→ **Your goal**:
In the records below, the line with "positive clicks: (1374, 546)" opens the range and the line with "positive clicks: (978, 885)" closes it; print that range exactly and nothing else.

→ **Given data**:
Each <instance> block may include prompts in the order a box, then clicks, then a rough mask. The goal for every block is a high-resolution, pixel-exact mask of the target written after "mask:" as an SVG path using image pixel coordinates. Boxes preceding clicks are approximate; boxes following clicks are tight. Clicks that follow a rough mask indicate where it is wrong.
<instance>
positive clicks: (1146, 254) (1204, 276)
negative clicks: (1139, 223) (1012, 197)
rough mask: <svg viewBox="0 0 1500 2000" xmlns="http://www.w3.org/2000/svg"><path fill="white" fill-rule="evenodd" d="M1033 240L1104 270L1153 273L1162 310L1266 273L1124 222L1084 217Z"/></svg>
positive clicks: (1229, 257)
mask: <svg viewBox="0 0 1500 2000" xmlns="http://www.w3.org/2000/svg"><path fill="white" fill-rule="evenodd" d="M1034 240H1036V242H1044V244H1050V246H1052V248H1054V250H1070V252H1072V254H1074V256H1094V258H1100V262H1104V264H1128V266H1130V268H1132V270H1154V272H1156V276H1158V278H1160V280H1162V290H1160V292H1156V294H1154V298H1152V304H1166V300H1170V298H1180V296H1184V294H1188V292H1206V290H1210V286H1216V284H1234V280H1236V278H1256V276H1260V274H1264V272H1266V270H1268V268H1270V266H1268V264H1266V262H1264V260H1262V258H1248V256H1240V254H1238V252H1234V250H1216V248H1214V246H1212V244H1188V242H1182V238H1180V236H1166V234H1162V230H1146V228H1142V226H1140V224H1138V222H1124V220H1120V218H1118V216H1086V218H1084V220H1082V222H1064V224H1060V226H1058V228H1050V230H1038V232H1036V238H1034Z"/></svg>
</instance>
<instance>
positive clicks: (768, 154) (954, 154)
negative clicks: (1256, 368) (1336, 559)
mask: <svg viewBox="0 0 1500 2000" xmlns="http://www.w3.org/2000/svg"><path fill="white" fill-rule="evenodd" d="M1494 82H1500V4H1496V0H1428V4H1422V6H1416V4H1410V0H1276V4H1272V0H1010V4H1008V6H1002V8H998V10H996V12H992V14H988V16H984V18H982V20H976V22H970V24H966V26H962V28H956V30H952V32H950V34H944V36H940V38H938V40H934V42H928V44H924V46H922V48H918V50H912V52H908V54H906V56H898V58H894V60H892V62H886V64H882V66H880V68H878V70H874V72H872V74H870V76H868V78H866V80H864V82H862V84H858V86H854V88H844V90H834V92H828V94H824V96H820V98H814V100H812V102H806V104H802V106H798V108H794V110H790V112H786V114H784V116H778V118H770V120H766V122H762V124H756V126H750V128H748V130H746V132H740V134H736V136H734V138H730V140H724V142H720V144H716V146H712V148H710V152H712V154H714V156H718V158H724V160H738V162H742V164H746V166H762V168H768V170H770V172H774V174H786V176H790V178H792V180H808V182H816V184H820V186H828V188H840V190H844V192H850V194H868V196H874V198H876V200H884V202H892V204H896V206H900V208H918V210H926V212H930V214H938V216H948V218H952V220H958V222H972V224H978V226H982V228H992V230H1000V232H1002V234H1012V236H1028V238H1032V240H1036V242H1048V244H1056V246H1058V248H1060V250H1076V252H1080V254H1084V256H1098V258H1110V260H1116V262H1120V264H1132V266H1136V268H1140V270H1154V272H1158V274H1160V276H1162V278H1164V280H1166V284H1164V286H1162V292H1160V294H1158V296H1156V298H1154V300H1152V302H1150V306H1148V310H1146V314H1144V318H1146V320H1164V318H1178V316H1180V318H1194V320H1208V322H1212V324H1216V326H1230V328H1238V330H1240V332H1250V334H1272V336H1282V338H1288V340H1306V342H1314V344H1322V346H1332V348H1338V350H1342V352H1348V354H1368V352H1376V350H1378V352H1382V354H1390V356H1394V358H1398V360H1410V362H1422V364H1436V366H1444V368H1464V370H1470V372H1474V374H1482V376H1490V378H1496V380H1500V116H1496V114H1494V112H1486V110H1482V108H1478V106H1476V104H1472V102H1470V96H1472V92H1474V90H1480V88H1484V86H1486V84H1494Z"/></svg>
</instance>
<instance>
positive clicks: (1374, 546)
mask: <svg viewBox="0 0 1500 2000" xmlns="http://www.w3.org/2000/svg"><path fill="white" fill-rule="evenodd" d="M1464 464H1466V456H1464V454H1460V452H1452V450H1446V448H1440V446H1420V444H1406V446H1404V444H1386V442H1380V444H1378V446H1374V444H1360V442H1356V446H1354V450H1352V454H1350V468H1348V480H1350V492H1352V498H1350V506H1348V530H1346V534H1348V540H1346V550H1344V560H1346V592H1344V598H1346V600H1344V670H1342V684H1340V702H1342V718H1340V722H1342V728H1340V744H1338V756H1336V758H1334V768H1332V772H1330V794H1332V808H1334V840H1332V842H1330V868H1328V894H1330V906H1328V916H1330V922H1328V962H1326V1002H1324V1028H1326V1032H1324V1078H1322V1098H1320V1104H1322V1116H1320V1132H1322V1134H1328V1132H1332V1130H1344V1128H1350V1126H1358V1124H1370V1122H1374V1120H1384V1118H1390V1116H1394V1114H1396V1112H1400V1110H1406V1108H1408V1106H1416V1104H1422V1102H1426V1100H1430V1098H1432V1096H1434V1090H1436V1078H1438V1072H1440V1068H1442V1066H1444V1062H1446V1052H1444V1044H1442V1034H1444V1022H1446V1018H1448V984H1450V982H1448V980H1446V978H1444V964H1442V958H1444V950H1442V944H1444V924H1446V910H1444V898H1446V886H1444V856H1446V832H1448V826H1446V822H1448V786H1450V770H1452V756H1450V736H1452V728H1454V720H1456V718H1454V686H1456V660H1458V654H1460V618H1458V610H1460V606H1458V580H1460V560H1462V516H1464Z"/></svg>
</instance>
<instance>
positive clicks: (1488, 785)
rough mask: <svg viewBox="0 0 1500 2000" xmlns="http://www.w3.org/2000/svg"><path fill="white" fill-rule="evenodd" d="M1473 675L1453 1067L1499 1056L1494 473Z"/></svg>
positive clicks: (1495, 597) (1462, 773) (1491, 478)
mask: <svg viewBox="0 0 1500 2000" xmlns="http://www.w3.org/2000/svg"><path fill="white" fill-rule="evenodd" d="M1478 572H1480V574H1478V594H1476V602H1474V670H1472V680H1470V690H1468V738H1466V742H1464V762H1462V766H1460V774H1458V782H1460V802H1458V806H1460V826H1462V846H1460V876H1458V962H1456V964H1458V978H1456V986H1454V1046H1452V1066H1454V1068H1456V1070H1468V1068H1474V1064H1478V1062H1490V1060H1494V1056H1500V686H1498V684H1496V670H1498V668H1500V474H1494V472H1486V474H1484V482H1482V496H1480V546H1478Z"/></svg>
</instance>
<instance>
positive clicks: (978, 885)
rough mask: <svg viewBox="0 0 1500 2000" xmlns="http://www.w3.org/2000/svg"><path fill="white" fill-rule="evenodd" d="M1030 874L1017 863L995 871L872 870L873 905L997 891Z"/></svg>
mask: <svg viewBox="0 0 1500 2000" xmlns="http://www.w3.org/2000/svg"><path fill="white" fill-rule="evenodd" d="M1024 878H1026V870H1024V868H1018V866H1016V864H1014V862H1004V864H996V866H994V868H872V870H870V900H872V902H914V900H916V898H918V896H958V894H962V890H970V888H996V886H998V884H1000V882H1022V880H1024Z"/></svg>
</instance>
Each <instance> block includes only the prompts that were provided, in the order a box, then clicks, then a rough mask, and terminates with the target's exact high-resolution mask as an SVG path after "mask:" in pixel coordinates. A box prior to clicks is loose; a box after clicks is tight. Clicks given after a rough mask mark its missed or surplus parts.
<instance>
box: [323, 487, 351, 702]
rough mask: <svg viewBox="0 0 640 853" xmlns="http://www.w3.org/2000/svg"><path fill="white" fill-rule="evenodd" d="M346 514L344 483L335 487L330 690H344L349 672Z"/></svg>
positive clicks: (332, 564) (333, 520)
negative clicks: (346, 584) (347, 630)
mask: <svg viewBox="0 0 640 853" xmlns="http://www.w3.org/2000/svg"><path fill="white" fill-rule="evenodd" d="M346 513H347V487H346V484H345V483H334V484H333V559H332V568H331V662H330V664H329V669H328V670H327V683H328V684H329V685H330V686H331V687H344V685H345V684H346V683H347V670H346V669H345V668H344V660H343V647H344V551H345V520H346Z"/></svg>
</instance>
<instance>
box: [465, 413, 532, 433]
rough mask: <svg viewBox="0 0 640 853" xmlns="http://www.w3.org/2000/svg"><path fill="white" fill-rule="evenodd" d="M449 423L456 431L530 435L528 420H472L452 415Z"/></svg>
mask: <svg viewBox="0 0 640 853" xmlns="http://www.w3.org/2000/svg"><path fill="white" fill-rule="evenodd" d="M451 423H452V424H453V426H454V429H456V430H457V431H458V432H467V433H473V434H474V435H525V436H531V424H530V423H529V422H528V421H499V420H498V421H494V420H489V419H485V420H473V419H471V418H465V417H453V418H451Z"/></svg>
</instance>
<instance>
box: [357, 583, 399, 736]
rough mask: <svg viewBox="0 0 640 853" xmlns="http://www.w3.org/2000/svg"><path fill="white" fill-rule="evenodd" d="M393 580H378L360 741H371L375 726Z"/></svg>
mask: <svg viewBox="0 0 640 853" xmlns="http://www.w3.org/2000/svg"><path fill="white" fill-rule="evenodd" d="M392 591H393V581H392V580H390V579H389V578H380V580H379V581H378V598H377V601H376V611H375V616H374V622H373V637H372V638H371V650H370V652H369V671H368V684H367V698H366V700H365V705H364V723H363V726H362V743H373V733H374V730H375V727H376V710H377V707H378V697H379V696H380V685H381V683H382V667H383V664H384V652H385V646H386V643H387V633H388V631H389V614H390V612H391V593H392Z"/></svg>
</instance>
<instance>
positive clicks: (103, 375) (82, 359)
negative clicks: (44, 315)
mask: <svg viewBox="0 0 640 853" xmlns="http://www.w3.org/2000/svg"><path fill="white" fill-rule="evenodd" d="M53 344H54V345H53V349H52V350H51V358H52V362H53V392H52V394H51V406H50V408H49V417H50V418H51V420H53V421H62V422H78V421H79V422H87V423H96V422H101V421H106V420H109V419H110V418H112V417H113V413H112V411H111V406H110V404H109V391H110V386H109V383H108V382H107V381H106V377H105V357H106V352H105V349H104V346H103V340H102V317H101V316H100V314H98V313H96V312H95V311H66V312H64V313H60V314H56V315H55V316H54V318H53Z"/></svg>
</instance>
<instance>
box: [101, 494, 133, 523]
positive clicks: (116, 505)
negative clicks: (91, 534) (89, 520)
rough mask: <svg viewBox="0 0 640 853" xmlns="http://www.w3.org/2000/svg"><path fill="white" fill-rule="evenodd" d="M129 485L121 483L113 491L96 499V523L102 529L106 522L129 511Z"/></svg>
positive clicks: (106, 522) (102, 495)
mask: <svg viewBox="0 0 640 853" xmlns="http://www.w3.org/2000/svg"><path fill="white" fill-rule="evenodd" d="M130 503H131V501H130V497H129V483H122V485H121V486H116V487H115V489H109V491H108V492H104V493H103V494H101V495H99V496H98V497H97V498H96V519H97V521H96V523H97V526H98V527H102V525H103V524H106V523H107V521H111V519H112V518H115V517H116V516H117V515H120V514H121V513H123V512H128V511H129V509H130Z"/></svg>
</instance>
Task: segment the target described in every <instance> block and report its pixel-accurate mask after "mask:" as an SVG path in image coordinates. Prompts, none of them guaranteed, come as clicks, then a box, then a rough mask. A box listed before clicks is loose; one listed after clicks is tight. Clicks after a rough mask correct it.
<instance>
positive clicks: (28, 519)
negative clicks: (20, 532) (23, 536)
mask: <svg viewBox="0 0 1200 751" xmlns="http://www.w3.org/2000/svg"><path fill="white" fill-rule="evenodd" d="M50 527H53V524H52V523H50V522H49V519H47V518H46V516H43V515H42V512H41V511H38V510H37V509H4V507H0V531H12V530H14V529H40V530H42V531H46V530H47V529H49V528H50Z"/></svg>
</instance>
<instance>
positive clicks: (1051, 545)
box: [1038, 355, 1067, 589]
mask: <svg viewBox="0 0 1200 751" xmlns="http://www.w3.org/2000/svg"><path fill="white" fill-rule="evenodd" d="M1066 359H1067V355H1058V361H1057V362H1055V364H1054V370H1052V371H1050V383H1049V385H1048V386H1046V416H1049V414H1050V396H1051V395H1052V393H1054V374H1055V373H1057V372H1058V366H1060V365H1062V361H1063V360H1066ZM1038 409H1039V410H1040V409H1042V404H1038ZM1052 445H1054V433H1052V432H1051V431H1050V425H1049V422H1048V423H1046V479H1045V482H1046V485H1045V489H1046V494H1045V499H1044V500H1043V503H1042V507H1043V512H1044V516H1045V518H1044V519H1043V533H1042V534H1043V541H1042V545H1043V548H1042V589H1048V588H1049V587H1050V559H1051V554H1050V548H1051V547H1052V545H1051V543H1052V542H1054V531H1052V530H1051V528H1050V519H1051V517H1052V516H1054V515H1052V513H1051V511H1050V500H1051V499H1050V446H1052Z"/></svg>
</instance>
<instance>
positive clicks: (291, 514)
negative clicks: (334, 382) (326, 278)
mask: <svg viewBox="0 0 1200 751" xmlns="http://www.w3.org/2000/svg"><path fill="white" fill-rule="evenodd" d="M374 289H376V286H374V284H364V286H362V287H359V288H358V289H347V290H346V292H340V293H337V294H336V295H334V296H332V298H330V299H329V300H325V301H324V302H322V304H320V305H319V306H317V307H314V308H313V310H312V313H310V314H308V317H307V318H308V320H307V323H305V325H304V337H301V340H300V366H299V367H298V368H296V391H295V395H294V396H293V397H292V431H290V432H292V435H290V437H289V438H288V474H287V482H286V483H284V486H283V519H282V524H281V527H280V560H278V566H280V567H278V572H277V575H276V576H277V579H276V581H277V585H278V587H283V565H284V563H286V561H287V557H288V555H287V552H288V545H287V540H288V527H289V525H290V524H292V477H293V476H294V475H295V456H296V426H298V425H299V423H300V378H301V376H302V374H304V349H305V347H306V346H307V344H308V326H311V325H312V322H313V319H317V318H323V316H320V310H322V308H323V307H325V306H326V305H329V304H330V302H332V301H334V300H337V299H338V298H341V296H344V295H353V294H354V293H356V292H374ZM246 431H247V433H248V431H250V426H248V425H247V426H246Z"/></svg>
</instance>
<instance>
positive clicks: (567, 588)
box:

→ **Solution to the exercise**:
positive clicks: (1374, 546)
mask: <svg viewBox="0 0 1500 2000" xmlns="http://www.w3.org/2000/svg"><path fill="white" fill-rule="evenodd" d="M1464 464H1466V456H1464V454H1460V452H1452V450H1446V448H1440V446H1420V444H1406V446H1404V444H1386V442H1380V444H1378V446H1374V444H1360V442H1356V446H1354V450H1352V454H1350V468H1348V480H1350V492H1352V498H1350V506H1348V530H1346V534H1348V540H1346V550H1344V560H1346V592H1344V598H1346V600H1344V670H1342V684H1340V702H1342V718H1340V722H1342V728H1340V744H1338V756H1336V758H1334V768H1332V772H1330V794H1332V808H1334V840H1332V842H1330V868H1328V894H1330V906H1328V916H1330V922H1328V962H1326V1002H1324V1028H1326V1032H1324V1078H1322V1098H1320V1104H1322V1116H1320V1132H1322V1134H1328V1132H1332V1130H1344V1128H1350V1126H1358V1124H1370V1122H1374V1120H1384V1118H1390V1116H1394V1114H1396V1112H1400V1110H1406V1108H1408V1106H1416V1104H1422V1102H1426V1100H1430V1098H1432V1096H1434V1090H1436V1078H1438V1072H1440V1068H1442V1066H1444V1062H1446V1052H1444V1044H1442V1034H1444V1022H1446V1018H1448V984H1450V982H1448V980H1446V978H1444V964H1442V958H1444V950H1442V944H1444V924H1446V910H1444V898H1446V886H1444V856H1446V832H1448V826H1446V822H1448V786H1450V770H1452V756H1450V736H1452V728H1454V720H1456V718H1454V686H1456V660H1458V654H1460V618H1458V610H1460V606H1458V580H1460V560H1462V516H1464Z"/></svg>
</instance>
<instance>
positive clicks: (1488, 785)
rough mask: <svg viewBox="0 0 1500 2000" xmlns="http://www.w3.org/2000/svg"><path fill="white" fill-rule="evenodd" d="M1473 675L1453 1067L1499 1056L1494 473Z"/></svg>
positive clicks: (1495, 597) (1462, 773) (1491, 478)
mask: <svg viewBox="0 0 1500 2000" xmlns="http://www.w3.org/2000/svg"><path fill="white" fill-rule="evenodd" d="M1478 572H1480V574H1478V594H1476V602H1474V670H1472V680H1470V690H1468V738H1466V742H1464V762H1462V766H1460V774H1458V782H1460V802H1458V806H1460V826H1462V846H1460V876H1458V962H1456V964H1458V978H1456V986H1454V1046H1452V1066H1454V1068H1456V1070H1468V1068H1474V1064H1478V1062H1490V1060H1494V1056H1500V686H1498V684H1496V670H1498V668H1500V474H1494V472H1486V474H1484V482H1482V496H1480V546H1478Z"/></svg>
</instance>
<instance>
positive clicks: (978, 885)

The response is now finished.